Where a line holds the word "trousers", copy that line from the data below.

* **Excerpted records**
=== Section Start ===

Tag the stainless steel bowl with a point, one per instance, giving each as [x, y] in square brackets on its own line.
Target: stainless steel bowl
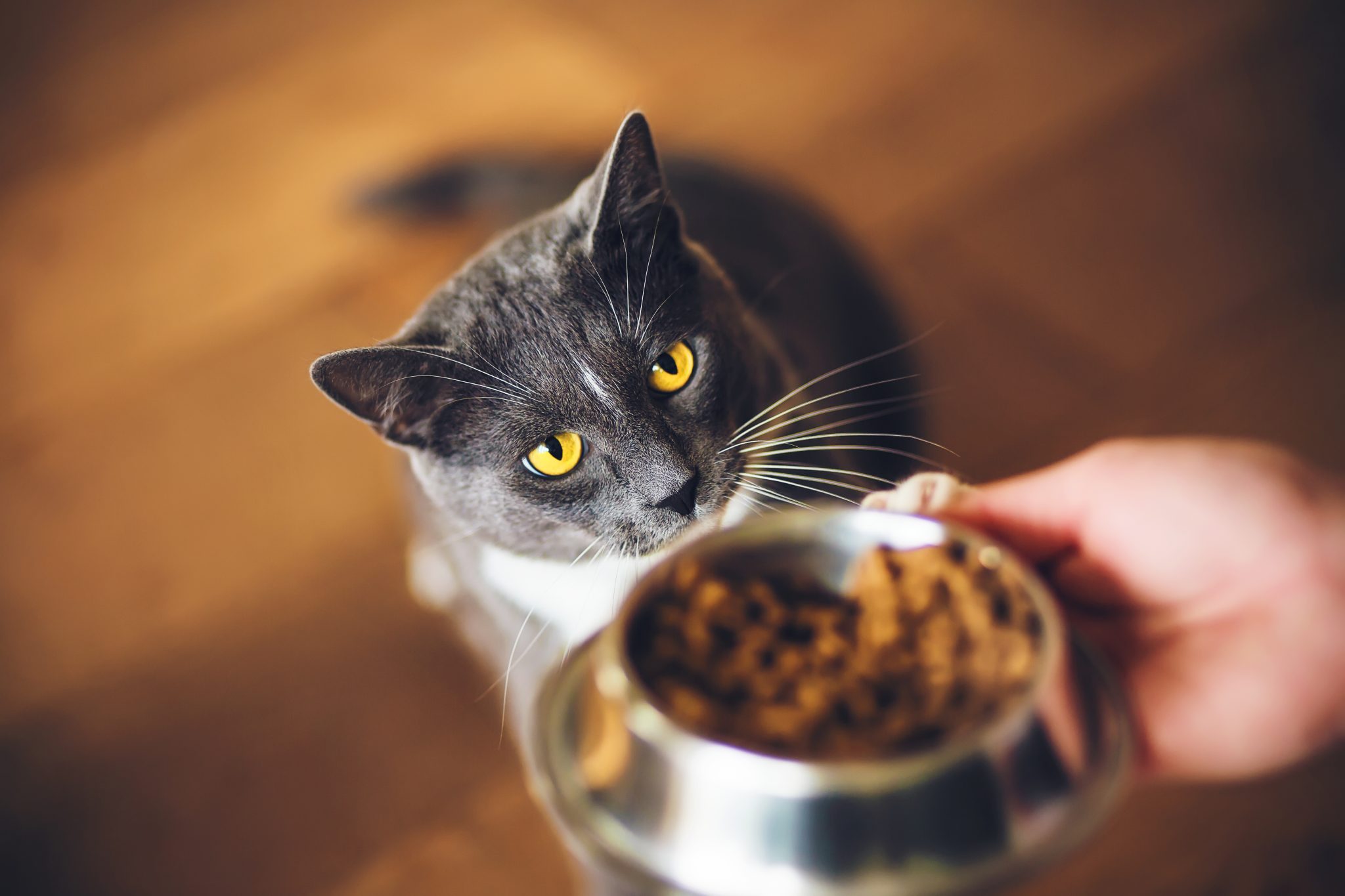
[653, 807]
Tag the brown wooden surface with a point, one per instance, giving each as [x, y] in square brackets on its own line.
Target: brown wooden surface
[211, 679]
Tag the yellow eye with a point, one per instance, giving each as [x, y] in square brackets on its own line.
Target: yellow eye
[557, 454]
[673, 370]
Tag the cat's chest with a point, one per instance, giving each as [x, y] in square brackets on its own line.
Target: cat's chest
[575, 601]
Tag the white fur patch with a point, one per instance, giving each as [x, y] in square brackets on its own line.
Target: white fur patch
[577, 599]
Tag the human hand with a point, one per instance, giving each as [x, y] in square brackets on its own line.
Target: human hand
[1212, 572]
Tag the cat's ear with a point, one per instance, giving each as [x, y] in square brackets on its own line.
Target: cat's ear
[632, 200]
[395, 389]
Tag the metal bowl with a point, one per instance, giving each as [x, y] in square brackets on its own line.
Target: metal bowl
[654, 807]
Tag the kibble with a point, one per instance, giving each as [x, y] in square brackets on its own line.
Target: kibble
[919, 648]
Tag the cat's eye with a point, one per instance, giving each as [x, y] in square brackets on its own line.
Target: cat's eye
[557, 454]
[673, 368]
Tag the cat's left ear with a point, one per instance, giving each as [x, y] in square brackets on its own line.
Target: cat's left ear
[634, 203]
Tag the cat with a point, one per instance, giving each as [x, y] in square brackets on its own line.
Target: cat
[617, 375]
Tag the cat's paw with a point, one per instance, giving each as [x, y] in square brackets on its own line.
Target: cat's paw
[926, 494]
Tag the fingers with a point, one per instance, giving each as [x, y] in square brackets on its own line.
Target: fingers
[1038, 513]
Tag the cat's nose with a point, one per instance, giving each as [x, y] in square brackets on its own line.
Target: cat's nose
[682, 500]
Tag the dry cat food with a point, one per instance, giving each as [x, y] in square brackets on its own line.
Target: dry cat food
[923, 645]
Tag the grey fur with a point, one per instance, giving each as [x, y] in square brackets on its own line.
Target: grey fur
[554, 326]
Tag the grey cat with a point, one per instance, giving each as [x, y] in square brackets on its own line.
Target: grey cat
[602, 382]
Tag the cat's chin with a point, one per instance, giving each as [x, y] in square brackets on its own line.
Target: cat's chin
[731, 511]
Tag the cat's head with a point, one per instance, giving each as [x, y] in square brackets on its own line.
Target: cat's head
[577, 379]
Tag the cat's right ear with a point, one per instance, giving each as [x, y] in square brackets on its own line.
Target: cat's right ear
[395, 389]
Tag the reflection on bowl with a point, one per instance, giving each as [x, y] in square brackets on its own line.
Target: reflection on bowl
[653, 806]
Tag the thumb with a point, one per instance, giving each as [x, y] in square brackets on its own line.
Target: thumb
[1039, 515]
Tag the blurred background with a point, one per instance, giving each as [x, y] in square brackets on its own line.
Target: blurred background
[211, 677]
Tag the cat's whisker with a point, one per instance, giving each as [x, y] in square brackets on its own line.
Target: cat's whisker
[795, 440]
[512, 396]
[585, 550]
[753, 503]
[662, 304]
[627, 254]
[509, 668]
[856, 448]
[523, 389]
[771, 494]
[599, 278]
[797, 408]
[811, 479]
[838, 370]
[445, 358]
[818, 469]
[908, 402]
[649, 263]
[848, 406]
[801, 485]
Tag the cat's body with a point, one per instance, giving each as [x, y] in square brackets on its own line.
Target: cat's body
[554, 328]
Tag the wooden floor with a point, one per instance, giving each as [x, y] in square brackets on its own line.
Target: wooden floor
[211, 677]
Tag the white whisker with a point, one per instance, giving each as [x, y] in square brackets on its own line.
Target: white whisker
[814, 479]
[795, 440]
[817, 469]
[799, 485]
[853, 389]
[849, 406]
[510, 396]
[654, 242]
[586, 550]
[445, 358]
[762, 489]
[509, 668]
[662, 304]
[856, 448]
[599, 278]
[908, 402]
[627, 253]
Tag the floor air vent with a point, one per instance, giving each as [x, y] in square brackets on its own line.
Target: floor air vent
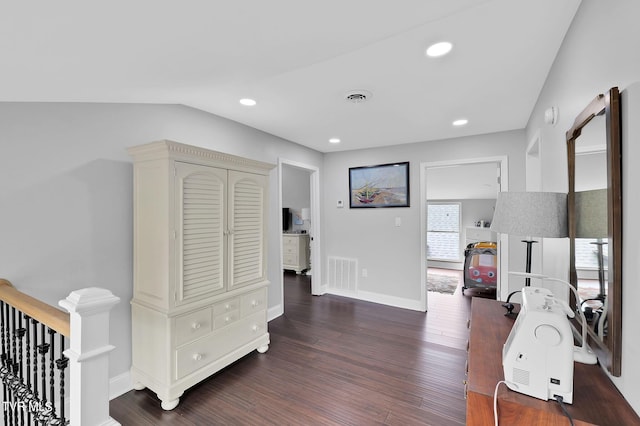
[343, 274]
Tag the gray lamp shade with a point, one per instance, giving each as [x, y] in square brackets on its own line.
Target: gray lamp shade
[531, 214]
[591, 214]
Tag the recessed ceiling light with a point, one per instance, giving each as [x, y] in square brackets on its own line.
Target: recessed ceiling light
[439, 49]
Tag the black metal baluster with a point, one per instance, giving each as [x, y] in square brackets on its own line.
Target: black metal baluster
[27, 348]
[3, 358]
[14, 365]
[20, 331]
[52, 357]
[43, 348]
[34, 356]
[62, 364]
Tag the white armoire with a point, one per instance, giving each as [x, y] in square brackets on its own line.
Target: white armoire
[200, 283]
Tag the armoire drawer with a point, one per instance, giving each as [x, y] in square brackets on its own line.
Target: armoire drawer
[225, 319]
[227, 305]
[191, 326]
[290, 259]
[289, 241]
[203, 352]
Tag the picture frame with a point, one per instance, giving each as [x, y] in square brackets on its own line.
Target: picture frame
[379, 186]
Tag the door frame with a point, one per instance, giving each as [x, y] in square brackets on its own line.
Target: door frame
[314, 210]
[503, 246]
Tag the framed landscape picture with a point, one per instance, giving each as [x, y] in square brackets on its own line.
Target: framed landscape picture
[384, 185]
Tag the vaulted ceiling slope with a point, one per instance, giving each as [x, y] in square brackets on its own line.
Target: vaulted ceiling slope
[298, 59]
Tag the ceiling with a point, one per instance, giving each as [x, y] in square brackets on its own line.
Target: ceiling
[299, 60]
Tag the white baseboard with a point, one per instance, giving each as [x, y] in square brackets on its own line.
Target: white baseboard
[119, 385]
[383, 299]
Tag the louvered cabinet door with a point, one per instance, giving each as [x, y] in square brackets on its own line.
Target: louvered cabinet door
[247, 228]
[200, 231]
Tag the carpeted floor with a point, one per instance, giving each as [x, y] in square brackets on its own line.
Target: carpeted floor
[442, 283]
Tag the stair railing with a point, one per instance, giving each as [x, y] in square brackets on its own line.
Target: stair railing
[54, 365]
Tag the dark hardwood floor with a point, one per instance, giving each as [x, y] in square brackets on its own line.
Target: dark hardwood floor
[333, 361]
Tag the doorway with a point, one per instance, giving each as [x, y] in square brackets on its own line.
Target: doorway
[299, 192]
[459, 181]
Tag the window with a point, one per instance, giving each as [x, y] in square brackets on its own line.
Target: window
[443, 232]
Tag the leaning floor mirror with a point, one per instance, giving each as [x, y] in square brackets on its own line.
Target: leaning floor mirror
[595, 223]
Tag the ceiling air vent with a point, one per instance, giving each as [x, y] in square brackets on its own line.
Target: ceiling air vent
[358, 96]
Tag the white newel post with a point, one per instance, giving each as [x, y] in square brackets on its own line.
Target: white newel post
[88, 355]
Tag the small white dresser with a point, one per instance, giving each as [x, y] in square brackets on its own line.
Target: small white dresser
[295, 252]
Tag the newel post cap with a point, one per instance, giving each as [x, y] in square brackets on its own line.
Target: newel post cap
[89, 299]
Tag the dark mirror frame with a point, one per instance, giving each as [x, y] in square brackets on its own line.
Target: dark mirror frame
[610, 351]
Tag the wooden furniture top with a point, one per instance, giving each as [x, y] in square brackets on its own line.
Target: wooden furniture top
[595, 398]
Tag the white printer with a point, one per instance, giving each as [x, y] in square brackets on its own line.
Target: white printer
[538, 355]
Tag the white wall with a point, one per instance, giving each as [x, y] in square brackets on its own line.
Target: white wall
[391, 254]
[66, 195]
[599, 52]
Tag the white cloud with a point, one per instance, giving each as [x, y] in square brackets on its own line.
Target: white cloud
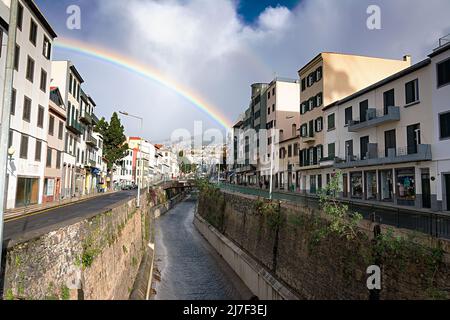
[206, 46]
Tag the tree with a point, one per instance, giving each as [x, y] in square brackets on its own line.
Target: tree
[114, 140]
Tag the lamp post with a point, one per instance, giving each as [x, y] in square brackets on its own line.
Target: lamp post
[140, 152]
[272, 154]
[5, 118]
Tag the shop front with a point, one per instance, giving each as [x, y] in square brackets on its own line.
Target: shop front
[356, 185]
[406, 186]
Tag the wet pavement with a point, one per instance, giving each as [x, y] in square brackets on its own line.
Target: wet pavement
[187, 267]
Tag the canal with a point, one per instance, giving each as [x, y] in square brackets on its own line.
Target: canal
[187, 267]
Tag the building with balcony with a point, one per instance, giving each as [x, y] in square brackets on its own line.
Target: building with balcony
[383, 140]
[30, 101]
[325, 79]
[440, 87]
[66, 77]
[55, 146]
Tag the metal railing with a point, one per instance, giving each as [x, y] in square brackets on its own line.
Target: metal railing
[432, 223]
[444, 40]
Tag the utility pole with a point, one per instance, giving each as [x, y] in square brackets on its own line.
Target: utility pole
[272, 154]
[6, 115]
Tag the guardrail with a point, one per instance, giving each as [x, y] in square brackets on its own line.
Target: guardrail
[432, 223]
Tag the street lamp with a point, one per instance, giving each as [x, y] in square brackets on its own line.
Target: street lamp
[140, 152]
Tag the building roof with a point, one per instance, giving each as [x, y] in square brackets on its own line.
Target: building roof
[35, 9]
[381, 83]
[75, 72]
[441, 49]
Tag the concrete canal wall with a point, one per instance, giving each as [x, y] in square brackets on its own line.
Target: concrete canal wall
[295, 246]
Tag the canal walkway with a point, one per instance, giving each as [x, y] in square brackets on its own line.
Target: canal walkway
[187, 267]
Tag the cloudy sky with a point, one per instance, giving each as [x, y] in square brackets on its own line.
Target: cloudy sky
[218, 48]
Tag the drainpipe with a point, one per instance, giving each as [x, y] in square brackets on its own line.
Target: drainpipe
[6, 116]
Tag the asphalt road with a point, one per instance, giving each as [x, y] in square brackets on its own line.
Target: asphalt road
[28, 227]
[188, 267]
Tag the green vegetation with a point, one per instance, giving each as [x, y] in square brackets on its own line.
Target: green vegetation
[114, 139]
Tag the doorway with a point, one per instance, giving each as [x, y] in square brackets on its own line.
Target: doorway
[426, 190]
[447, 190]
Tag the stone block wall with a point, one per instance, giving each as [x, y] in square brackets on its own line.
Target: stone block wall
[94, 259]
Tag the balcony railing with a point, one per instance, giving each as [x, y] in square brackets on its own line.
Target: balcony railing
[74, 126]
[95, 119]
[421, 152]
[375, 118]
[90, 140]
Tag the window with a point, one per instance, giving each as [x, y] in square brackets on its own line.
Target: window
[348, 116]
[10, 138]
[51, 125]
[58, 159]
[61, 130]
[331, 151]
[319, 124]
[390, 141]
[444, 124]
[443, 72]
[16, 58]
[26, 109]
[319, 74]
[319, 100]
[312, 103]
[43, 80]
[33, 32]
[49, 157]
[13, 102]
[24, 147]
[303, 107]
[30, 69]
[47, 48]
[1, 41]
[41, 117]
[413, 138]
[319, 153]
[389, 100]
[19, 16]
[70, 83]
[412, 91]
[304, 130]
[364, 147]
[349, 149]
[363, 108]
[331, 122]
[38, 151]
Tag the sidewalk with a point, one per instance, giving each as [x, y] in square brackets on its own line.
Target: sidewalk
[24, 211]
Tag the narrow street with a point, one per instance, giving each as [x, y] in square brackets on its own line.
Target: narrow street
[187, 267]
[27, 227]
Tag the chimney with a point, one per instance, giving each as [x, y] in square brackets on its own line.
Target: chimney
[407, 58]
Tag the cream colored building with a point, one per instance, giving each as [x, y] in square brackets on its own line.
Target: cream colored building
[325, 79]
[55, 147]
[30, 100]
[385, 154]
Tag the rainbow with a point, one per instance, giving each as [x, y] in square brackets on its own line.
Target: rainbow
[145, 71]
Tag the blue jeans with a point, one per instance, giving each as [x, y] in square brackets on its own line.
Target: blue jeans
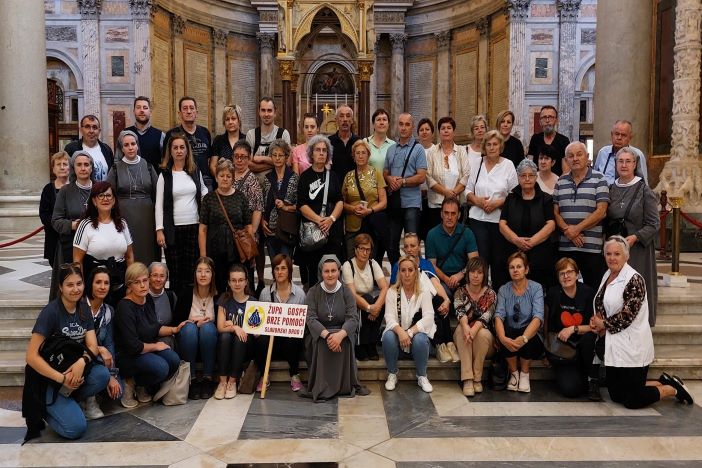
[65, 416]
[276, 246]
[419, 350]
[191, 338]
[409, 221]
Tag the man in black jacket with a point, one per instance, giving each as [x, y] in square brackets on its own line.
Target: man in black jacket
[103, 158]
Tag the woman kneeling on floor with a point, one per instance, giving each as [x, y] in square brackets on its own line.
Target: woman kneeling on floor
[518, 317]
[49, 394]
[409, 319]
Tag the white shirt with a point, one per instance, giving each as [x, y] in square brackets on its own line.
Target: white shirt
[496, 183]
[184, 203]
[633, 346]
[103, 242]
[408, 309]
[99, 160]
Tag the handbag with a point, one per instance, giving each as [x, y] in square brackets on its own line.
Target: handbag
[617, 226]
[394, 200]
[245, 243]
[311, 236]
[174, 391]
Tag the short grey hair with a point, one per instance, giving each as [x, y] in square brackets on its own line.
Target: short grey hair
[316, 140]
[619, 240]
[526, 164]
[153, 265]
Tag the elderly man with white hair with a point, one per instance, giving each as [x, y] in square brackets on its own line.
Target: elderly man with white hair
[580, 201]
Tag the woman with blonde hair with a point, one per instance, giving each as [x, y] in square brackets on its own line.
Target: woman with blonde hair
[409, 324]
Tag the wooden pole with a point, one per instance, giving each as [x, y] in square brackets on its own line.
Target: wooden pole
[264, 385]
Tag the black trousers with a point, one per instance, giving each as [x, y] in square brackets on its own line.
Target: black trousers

=== Section End ===

* **Result**
Tag the black trousers with a point, one per instance, giving each as [x, y] in square brackets on its own line.
Target: black trousers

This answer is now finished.